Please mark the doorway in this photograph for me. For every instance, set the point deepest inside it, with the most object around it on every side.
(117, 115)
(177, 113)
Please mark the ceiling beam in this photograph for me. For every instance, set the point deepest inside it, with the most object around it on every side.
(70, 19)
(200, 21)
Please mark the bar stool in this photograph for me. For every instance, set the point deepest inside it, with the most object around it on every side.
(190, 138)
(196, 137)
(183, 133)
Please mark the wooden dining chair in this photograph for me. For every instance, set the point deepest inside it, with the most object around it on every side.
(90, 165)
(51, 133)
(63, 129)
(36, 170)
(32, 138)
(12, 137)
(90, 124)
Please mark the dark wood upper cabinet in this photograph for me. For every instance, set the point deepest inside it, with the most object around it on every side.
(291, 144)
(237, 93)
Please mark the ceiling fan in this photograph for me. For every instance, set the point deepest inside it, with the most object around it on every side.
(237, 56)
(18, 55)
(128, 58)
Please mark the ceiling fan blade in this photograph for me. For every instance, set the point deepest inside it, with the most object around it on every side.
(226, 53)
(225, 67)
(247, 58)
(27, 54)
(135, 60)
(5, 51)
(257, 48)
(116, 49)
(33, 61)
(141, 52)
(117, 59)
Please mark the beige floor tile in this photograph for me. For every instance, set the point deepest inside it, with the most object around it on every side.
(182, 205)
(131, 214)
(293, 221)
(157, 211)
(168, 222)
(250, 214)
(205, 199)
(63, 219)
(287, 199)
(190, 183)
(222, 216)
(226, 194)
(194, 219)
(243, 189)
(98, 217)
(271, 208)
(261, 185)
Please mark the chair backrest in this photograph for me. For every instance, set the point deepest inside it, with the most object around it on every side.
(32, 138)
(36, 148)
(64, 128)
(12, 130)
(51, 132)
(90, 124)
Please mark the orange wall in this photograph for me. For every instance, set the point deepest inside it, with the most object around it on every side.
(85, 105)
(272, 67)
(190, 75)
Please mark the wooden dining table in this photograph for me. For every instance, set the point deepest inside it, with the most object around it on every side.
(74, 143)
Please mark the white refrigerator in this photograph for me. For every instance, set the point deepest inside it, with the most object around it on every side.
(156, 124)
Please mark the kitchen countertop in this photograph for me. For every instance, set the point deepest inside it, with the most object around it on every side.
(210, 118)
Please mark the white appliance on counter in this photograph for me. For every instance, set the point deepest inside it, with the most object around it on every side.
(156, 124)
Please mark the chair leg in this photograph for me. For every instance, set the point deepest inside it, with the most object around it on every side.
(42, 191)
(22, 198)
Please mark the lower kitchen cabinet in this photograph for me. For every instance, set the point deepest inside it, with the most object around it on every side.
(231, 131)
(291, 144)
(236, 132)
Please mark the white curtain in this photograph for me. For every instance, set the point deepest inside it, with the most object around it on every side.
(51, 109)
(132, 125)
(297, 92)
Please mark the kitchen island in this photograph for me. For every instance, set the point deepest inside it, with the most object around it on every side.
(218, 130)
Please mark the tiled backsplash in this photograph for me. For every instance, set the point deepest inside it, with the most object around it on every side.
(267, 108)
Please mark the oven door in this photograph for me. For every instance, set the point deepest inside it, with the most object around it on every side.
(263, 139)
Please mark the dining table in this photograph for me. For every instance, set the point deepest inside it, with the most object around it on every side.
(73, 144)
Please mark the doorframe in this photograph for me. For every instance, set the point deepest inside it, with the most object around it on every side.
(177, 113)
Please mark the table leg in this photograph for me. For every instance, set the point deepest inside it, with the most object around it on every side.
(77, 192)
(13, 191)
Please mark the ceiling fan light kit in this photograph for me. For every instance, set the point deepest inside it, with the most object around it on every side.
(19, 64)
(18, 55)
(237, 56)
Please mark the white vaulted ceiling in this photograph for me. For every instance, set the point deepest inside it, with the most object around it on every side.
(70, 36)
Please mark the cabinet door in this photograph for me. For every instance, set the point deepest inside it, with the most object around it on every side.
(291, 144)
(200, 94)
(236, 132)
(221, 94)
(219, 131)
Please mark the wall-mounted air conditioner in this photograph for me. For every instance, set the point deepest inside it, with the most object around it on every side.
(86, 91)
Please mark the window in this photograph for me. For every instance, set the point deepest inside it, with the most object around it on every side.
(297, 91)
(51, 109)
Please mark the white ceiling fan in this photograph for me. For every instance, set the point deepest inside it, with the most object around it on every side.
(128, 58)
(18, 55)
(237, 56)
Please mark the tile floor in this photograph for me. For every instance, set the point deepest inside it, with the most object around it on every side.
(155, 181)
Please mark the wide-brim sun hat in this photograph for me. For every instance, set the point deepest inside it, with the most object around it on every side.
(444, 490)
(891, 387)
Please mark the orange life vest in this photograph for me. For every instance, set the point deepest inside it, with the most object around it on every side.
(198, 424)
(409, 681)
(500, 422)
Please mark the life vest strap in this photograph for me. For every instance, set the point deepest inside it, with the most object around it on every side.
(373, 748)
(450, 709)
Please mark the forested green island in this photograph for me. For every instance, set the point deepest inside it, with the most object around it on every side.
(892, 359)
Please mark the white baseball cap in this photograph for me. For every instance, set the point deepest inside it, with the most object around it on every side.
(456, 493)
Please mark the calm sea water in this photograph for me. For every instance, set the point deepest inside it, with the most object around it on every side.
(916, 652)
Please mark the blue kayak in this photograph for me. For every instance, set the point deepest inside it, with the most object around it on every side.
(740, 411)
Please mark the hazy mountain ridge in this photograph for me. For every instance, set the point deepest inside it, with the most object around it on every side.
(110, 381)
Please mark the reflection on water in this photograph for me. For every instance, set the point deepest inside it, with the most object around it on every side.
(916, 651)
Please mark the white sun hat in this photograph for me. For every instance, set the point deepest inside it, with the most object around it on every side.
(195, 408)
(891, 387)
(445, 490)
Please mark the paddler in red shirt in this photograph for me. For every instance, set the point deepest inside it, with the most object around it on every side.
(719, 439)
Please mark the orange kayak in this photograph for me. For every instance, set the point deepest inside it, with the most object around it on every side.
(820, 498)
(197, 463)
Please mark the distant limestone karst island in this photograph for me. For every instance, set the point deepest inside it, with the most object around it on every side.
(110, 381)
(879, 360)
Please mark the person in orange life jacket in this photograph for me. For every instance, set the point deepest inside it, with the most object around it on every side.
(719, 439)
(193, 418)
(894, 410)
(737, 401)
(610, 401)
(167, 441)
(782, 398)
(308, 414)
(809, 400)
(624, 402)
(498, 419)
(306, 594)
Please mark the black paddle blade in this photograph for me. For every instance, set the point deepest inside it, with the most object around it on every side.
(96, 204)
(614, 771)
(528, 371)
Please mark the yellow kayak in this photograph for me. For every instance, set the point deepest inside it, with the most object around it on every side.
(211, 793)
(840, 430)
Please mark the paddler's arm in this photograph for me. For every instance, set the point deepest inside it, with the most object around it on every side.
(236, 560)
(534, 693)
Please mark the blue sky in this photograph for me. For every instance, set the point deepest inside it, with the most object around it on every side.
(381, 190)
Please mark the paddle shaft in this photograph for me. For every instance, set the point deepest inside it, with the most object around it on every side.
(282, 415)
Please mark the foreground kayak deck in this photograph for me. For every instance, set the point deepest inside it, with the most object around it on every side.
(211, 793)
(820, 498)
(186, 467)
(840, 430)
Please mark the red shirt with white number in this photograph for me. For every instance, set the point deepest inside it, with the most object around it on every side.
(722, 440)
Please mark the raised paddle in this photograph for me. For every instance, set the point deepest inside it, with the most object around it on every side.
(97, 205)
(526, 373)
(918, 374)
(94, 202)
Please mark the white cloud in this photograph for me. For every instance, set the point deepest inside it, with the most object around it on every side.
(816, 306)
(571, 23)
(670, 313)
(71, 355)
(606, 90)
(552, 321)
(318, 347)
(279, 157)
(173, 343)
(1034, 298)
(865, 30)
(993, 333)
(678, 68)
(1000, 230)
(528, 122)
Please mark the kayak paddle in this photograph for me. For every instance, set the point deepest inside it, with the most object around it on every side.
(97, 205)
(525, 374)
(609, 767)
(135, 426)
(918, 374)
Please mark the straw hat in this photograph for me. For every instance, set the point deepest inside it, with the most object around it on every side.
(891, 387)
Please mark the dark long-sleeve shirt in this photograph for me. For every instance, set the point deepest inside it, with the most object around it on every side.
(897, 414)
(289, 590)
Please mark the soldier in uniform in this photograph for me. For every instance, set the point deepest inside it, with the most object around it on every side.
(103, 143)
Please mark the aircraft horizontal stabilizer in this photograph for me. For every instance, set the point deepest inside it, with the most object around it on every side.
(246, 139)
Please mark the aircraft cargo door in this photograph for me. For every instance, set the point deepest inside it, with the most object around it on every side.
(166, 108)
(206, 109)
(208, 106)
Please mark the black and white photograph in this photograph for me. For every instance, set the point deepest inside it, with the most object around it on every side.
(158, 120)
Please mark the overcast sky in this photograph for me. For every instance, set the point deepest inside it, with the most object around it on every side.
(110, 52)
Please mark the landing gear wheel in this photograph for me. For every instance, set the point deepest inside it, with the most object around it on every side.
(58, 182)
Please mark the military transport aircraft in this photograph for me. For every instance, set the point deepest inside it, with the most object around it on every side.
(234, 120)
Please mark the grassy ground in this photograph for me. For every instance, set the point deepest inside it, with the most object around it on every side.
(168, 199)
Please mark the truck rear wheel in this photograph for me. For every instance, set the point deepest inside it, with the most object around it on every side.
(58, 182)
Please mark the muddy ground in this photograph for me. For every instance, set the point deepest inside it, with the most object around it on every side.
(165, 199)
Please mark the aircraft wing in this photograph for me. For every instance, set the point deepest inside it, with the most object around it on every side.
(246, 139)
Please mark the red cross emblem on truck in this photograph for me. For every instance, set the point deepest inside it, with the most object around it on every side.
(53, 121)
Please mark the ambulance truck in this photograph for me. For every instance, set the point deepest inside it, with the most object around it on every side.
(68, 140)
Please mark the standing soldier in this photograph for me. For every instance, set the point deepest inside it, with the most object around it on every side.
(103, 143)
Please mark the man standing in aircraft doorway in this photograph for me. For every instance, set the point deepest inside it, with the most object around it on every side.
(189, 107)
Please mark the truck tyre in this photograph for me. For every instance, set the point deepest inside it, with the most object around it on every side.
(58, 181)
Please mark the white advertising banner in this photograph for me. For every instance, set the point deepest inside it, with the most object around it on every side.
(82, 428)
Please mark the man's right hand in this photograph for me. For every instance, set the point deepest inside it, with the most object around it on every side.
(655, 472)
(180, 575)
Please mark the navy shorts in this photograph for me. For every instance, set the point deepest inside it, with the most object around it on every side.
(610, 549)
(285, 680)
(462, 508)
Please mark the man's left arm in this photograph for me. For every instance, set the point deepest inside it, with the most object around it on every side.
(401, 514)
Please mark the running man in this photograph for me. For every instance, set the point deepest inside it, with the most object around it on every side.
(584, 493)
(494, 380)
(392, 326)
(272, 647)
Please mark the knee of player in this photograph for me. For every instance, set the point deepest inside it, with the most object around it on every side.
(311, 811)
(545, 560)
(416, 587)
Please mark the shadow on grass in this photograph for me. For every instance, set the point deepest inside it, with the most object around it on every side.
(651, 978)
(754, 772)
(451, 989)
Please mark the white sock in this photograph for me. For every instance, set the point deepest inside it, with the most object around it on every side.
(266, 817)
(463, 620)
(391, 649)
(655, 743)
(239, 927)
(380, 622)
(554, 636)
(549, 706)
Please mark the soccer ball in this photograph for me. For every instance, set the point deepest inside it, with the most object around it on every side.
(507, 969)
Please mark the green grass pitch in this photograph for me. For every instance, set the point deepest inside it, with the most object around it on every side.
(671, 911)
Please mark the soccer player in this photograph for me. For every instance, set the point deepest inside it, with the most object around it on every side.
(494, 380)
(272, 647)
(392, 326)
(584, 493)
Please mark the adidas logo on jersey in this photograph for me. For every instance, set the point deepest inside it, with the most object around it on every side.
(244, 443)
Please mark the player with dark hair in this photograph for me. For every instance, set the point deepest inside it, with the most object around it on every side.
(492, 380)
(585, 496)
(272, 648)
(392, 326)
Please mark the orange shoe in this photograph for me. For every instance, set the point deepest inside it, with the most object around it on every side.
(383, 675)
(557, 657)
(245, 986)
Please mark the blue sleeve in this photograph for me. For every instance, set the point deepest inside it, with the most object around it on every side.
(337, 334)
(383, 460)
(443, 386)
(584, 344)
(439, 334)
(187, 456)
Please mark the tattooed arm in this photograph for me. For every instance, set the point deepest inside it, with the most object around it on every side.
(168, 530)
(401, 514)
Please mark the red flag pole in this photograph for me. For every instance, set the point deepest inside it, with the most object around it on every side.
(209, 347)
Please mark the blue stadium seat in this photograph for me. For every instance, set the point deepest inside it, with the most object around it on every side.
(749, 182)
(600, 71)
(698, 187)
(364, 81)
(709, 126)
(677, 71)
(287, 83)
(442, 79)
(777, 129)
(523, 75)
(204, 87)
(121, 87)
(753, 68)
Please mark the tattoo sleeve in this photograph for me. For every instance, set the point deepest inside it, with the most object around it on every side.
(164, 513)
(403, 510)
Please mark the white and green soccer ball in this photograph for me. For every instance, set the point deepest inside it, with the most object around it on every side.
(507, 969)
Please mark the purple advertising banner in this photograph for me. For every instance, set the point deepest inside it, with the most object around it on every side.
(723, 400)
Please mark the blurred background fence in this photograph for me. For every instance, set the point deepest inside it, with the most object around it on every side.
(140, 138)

=== BRIEF ===
Working down from the line that contains "Please mark the tattoo sleeve", retype each line exactly through the last line of the data, and give nothing else.

=== WRITTEN SOLUTION ===
Please mark the tattoo sleeve in this photograph for me. For every instance, set the point deepest inside it, with the most object around it on every side.
(164, 513)
(403, 510)
Please mark the white and green soccer ball in this photograph for me. For every instance, set the point deepest inside it, with the most object around it on every side.
(507, 969)
Please mark the purple advertising banner in this photograph for me. For every instance, set the point deepest inside it, with the most object around it on every side.
(723, 400)
Please mark the blurred background fence in this photograph for me. For every instance, set the point deepest inside it, with the most object around it on every side.
(140, 138)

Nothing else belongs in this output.